(Stored items)

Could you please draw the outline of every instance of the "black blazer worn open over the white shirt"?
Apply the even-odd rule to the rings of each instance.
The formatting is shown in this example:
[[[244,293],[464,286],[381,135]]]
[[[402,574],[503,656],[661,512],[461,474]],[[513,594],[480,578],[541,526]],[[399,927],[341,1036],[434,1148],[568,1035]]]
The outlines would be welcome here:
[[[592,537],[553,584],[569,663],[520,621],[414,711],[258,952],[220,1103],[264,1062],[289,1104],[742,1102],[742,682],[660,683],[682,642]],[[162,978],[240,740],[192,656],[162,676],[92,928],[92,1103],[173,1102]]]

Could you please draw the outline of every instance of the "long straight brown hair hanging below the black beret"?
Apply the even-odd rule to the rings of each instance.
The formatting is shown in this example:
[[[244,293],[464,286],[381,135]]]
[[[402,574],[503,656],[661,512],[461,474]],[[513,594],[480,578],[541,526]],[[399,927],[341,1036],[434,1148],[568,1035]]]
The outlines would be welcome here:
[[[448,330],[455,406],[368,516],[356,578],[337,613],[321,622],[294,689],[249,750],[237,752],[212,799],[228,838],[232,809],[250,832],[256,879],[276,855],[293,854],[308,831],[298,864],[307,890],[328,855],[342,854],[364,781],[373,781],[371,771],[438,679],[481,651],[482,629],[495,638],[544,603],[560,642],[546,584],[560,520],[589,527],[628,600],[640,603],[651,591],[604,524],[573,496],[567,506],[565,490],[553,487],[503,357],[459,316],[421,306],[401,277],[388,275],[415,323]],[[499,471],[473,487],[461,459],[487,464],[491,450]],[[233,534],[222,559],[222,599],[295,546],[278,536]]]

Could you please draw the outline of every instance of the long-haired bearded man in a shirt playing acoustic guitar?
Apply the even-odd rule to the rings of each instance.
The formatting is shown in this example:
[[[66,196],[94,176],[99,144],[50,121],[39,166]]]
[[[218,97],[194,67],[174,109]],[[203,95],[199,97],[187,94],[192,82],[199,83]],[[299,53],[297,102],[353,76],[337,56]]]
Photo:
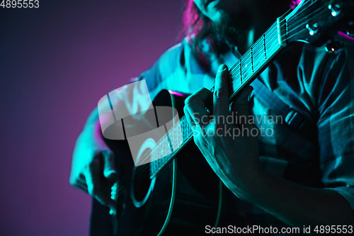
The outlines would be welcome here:
[[[299,2],[188,1],[183,15],[185,40],[138,77],[146,79],[152,99],[161,89],[192,94],[185,100],[184,113],[195,144],[234,194],[232,207],[239,215],[234,224],[300,229],[311,225],[311,230],[320,225],[354,225],[353,43],[344,43],[336,54],[324,47],[294,44],[258,77],[304,116],[301,128],[291,127],[285,118],[275,123],[272,117],[278,114],[252,96],[251,86],[241,89],[231,106],[236,119],[246,119],[200,124],[202,116],[229,116],[229,69],[236,62],[230,58],[245,55],[278,16]],[[213,84],[213,92],[203,88]],[[265,120],[254,121],[261,116]],[[259,129],[262,124],[273,135],[196,135],[218,128],[219,133],[229,128]],[[109,191],[117,178],[114,158],[120,157],[103,141],[98,113],[93,111],[76,141],[70,184],[116,208]]]

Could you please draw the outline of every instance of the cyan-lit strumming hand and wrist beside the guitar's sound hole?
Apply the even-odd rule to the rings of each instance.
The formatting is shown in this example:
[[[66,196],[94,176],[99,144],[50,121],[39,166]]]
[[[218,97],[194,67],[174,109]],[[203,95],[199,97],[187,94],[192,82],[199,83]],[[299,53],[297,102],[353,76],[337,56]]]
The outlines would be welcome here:
[[[115,209],[115,201],[110,198],[110,187],[117,178],[113,152],[99,132],[99,123],[93,123],[76,140],[69,182],[101,204]]]

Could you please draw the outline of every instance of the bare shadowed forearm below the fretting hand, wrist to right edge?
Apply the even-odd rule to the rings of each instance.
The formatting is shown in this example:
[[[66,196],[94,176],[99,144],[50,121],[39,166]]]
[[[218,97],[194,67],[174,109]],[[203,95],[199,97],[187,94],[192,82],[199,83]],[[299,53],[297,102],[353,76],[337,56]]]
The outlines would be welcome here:
[[[256,186],[244,200],[293,227],[354,225],[348,201],[331,189],[308,188],[268,174]]]

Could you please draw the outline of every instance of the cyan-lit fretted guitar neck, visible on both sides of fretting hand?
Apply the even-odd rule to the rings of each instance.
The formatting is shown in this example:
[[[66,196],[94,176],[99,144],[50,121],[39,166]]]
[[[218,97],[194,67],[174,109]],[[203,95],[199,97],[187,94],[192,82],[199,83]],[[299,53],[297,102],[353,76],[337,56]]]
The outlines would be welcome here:
[[[273,23],[270,28],[254,43],[251,48],[229,69],[231,96],[229,101],[232,101],[234,96],[246,85],[253,82],[263,70],[272,62],[275,55],[285,48],[287,38],[287,22],[284,17],[280,17]],[[210,89],[214,92],[215,86]],[[176,154],[192,139],[193,131],[188,125],[185,116],[176,122],[173,127],[168,130],[169,145],[166,141],[158,142],[152,153],[165,152],[169,149],[169,154],[163,158],[156,158],[152,154],[152,168],[150,169],[150,179],[163,169],[166,164],[176,156]],[[166,138],[164,138],[166,140]],[[171,151],[170,151],[171,149]],[[165,151],[164,151],[165,150]]]

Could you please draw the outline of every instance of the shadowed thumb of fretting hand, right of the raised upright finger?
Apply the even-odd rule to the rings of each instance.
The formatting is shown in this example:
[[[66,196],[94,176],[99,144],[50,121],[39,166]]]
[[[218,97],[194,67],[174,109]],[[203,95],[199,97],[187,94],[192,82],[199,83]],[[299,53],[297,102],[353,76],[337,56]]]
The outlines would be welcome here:
[[[237,94],[236,99],[234,99],[232,111],[236,114],[236,123],[244,124],[249,118],[249,95],[252,91],[252,86],[245,87]]]

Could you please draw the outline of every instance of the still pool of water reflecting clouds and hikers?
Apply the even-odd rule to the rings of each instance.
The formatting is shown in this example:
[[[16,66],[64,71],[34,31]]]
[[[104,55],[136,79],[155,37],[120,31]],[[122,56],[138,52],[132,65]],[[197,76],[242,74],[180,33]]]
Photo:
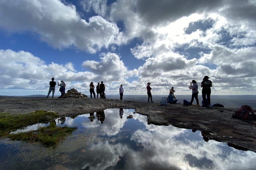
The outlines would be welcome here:
[[[206,142],[201,131],[152,125],[146,116],[133,112],[106,109],[56,119],[57,125],[78,127],[56,148],[1,140],[0,169],[254,170],[256,167],[254,152],[237,150],[214,140]],[[129,114],[133,118],[126,119]]]

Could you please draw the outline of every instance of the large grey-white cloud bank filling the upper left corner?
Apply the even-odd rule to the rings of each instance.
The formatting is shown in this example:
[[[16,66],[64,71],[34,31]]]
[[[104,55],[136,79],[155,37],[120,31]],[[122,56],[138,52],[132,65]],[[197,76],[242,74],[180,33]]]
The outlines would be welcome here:
[[[100,16],[86,22],[71,4],[59,0],[0,1],[0,27],[8,32],[37,33],[41,40],[58,49],[75,46],[94,53],[114,42],[119,30]]]

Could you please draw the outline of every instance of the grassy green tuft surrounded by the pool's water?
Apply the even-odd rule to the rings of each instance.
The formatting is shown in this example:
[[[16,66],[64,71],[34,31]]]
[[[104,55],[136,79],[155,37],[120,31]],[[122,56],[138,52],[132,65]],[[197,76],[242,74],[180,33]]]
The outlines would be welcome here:
[[[12,140],[23,140],[31,143],[40,142],[46,147],[54,147],[75,129],[67,126],[56,126],[55,123],[51,122],[48,127],[38,127],[38,130],[34,131],[9,134],[8,137]]]

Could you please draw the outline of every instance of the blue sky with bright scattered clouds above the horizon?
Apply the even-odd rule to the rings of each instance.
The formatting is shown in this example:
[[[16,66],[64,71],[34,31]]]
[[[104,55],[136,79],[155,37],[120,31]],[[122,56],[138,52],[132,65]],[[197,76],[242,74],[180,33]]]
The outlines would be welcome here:
[[[255,95],[255,53],[256,0],[0,0],[0,95]]]

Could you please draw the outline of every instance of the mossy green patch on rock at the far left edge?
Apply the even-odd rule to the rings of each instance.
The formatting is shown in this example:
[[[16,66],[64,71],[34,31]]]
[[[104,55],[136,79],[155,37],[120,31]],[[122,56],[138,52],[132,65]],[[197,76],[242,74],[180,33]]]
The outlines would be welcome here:
[[[0,136],[29,125],[48,122],[56,117],[58,117],[56,113],[47,111],[35,111],[26,114],[0,113]]]

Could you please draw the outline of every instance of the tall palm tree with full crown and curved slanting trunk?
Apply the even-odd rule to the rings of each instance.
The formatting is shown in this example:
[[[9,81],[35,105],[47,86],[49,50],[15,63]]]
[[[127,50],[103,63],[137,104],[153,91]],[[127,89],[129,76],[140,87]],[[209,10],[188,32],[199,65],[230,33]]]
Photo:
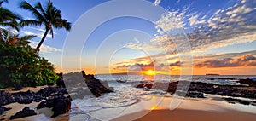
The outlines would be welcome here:
[[[42,37],[40,43],[38,43],[36,48],[37,50],[39,50],[42,43],[44,43],[44,39],[48,32],[51,33],[52,38],[54,37],[53,27],[58,29],[65,28],[67,31],[71,29],[71,23],[62,19],[61,10],[56,9],[50,0],[45,9],[42,7],[41,3],[37,3],[33,7],[26,1],[22,1],[20,3],[20,8],[32,12],[32,15],[35,17],[35,20],[21,20],[20,26],[45,26],[44,36]]]

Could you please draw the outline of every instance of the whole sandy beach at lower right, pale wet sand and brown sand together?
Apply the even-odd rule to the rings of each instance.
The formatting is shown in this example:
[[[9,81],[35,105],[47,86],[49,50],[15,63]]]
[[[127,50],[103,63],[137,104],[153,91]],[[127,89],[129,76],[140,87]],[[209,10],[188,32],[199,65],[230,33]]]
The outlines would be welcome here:
[[[176,109],[170,110],[170,101],[172,101],[172,97],[153,96],[150,101],[139,102],[130,107],[119,107],[90,112],[90,116],[99,120],[112,121],[254,121],[256,119],[256,107],[254,106],[230,104],[225,101],[212,101],[208,99],[199,100],[185,98]],[[158,102],[160,103],[156,106],[156,103]],[[85,117],[85,115],[77,115],[69,119],[81,120]]]

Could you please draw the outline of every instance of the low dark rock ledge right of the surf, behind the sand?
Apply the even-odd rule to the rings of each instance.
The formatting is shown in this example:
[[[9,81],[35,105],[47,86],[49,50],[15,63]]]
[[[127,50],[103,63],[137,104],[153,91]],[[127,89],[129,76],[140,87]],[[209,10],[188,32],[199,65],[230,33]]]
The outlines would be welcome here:
[[[187,97],[191,98],[206,98],[205,94],[210,95],[222,95],[222,96],[231,96],[229,98],[222,98],[225,101],[230,103],[241,103],[244,105],[253,105],[256,106],[256,81],[253,79],[240,79],[238,83],[241,85],[221,85],[221,84],[207,84],[201,82],[191,82],[189,89],[185,89],[183,85],[180,85],[179,88],[188,90],[188,91],[177,91],[177,85],[189,84],[190,82],[181,81],[181,82],[170,82],[170,83],[147,83],[143,82],[138,84],[137,88],[146,88],[146,89],[162,89],[171,95],[183,95],[186,94]],[[234,98],[233,98],[234,97]],[[247,98],[253,101],[237,99],[237,97]]]

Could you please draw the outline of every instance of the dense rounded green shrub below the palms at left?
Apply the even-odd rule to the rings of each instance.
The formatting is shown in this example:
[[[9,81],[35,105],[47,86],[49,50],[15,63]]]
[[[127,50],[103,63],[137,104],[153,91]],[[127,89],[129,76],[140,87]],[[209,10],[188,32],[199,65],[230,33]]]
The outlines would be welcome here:
[[[32,47],[0,43],[0,88],[55,84],[57,78],[53,65]]]

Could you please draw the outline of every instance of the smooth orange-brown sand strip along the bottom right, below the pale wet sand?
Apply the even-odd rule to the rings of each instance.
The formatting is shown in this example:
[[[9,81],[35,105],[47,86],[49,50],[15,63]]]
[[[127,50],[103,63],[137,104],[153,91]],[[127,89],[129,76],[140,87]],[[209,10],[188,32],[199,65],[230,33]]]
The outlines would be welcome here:
[[[147,113],[147,111],[131,113],[120,118],[115,118],[112,121],[127,121],[133,120],[134,117],[139,117]],[[175,109],[173,111],[169,109],[153,110],[143,116],[143,118],[137,118],[137,121],[254,121],[256,114],[247,112],[238,112],[235,110],[225,110],[224,112],[215,111],[198,111],[188,109]]]

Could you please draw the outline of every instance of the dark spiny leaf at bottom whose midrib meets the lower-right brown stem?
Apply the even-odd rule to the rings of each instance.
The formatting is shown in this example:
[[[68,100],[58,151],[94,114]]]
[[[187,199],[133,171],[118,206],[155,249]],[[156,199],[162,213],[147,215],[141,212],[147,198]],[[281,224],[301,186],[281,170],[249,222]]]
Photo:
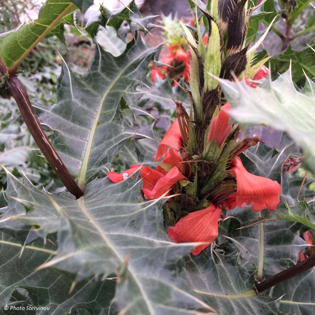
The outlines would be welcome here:
[[[254,274],[242,268],[236,257],[207,249],[185,263],[185,275],[203,301],[220,315],[279,314],[279,301],[256,296]]]

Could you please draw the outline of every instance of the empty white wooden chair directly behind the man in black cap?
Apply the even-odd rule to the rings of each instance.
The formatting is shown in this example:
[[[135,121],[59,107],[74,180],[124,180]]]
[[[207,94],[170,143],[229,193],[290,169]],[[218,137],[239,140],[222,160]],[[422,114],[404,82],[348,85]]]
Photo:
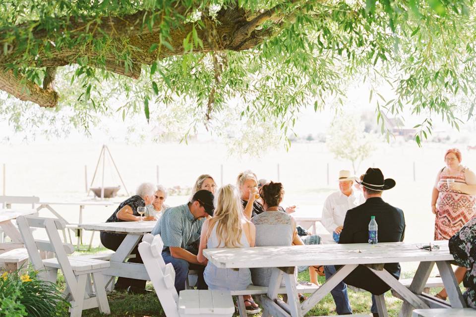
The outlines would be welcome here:
[[[139,253],[167,317],[233,316],[235,306],[230,292],[183,290],[178,294],[174,266],[165,264],[163,247],[160,235],[148,233],[139,244]]]

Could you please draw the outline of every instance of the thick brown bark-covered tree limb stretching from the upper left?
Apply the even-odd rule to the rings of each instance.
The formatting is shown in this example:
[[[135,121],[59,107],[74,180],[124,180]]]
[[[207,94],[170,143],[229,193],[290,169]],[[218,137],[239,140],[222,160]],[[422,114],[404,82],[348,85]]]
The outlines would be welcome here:
[[[209,41],[209,31],[207,29],[196,28],[198,37],[203,42],[202,47],[195,47],[194,53],[208,53],[212,51],[242,51],[254,48],[262,43],[264,38],[271,35],[271,30],[257,30],[268,20],[277,21],[280,10],[271,9],[263,12],[251,20],[247,20],[247,13],[238,7],[228,7],[221,9],[217,14],[217,27],[214,30],[214,41]],[[192,24],[181,24],[180,27],[170,30],[170,38],[167,41],[174,48],[173,51],[162,46],[153,52],[149,52],[152,44],[160,43],[160,30],[158,27],[142,27],[143,17],[150,17],[150,12],[140,11],[129,16],[104,17],[91,21],[76,21],[69,25],[70,30],[82,30],[89,23],[89,29],[93,29],[96,23],[101,30],[108,35],[109,42],[105,49],[98,51],[92,44],[65,48],[61,50],[50,50],[46,53],[44,47],[40,46],[37,56],[31,56],[32,67],[47,67],[43,89],[33,82],[25,81],[23,77],[16,77],[11,70],[0,71],[0,89],[20,100],[28,100],[40,106],[52,107],[58,103],[58,94],[54,91],[54,78],[56,67],[74,64],[78,58],[87,56],[86,64],[93,67],[104,68],[119,75],[128,76],[134,79],[139,78],[141,66],[150,65],[158,59],[173,55],[183,54],[183,39],[192,31]],[[207,17],[204,17],[207,19]],[[214,22],[215,23],[215,22]],[[210,23],[205,23],[209,25]],[[159,25],[159,24],[157,24]],[[5,30],[0,31],[0,39],[5,36]],[[77,32],[77,31],[75,31]],[[3,34],[2,34],[3,33]],[[34,30],[35,37],[48,37],[45,30]],[[72,36],[75,36],[74,32]],[[84,33],[83,33],[84,34]],[[94,36],[102,34],[94,32]],[[134,47],[131,50],[131,67],[126,71],[125,65],[118,62],[113,51],[121,52],[124,48]],[[24,52],[18,48],[14,42],[8,46],[8,53],[0,55],[0,69],[2,65],[14,63],[16,56]],[[101,59],[103,62],[98,62]]]

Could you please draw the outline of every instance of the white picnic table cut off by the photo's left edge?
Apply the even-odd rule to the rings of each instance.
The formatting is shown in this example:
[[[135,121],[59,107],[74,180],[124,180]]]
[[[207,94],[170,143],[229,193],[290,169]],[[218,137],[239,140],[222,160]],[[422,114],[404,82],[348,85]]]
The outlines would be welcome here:
[[[11,242],[0,243],[0,252],[23,248],[20,231],[15,227],[12,220],[18,216],[26,216],[36,212],[36,209],[0,209],[0,228],[11,239]]]

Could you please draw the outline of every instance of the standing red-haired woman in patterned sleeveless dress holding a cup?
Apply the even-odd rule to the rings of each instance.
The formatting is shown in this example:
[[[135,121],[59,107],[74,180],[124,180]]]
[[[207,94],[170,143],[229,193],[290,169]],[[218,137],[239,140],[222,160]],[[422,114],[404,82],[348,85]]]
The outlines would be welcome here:
[[[448,240],[465,223],[476,216],[476,175],[461,165],[461,152],[449,149],[445,153],[446,166],[436,177],[431,195],[431,211],[435,217],[435,240]],[[463,280],[466,268],[455,271],[458,282]],[[445,289],[436,294],[446,299]]]

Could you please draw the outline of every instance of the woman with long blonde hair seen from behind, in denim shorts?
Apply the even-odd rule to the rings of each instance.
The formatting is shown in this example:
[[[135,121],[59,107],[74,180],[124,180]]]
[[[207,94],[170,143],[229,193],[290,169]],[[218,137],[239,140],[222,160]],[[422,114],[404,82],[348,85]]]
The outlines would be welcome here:
[[[254,247],[255,235],[254,225],[243,216],[237,189],[230,184],[223,186],[213,217],[203,223],[197,259],[206,261],[203,250],[207,248]],[[218,268],[209,262],[203,276],[211,290],[244,290],[251,284],[249,268]],[[260,311],[251,296],[245,296],[244,302],[248,314]]]

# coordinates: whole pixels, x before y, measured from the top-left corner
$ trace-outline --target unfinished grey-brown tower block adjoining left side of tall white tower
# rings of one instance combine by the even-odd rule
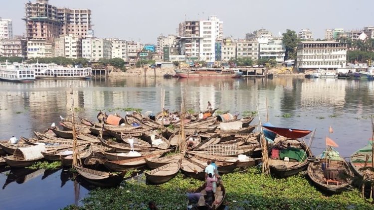
[[[179,24],[179,36],[181,55],[185,55],[187,61],[200,60],[200,21],[185,21]]]

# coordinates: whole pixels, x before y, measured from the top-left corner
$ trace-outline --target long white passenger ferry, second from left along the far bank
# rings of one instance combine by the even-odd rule
[[[30,64],[36,79],[90,79],[92,69],[88,67],[64,67],[57,64]]]

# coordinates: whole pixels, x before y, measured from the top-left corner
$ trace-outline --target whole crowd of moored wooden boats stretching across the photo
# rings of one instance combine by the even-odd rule
[[[125,117],[99,114],[98,122],[62,118],[60,125],[64,129],[51,127],[44,133],[35,132],[33,138],[21,137],[16,144],[0,143],[0,154],[7,154],[0,159],[0,164],[26,167],[45,159],[60,160],[64,167],[71,167],[73,127],[77,130],[78,158],[83,163],[77,172],[99,186],[116,186],[125,173],[133,169],[150,169],[145,172],[148,183],[162,184],[179,171],[188,177],[204,180],[208,160],[215,161],[219,173],[230,173],[236,167],[260,163],[261,135],[253,133],[255,126],[250,124],[253,116],[237,119],[228,112],[215,116],[212,112],[214,110],[207,110],[200,116],[198,113],[189,114],[184,123],[181,123],[179,113],[167,111],[156,116],[136,112]],[[73,124],[73,121],[77,123]],[[338,145],[331,139],[326,140],[329,142],[326,150],[314,157],[310,145],[299,140],[311,130],[276,127],[270,123],[262,127],[267,140],[267,162],[273,175],[288,177],[307,170],[316,186],[334,193],[351,184],[354,174],[339,156],[335,149]],[[184,132],[180,132],[181,129]],[[99,134],[103,137],[97,137]],[[372,173],[361,169],[372,164],[370,155],[365,156],[371,152],[372,142],[351,158],[354,171],[367,180],[373,179]]]

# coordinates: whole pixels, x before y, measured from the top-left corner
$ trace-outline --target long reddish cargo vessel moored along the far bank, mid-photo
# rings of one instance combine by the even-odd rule
[[[174,71],[181,78],[237,78],[243,74],[239,70],[224,68],[181,68]]]

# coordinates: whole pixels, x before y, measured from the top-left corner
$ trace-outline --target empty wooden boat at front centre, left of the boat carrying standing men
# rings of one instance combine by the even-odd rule
[[[145,174],[148,182],[159,185],[168,182],[173,177],[175,177],[178,174],[180,168],[180,161],[177,161],[156,168],[150,172],[145,172]]]

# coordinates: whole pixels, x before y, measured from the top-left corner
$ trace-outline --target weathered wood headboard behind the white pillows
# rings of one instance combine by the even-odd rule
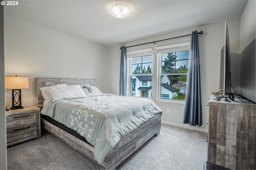
[[[69,78],[36,78],[36,106],[42,110],[44,105],[44,98],[40,91],[41,87],[49,87],[52,85],[67,84],[67,85],[82,85],[90,84],[96,85],[96,79],[69,79]]]

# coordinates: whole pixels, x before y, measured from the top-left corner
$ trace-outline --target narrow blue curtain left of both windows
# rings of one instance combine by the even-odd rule
[[[126,96],[126,47],[121,47],[121,63],[120,63],[120,80],[119,80],[119,95]]]

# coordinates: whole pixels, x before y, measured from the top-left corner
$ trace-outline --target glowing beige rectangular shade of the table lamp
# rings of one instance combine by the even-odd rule
[[[6,76],[5,89],[28,89],[28,77]]]

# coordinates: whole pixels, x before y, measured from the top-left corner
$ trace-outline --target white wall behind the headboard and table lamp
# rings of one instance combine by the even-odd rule
[[[5,15],[5,74],[26,76],[22,106],[36,105],[36,77],[96,79],[108,93],[108,47]],[[12,105],[6,90],[6,107]]]

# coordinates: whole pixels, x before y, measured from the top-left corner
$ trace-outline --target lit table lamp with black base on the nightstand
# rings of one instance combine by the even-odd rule
[[[21,89],[28,89],[28,77],[5,76],[5,89],[12,89],[12,107],[13,109],[22,109]]]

__To do__: Search the entries for the string "green" and copy each line where it occurs.

__Response to the task__:
Could you please draw the outline of every instance of the grassy green tuft surrounded by the pool's water?
Could you please draw the outline of every instance of the mossy green patch on rock at the far left edge?
Could you please draw the outline of every instance of the dense rounded green shrub below the palms at left?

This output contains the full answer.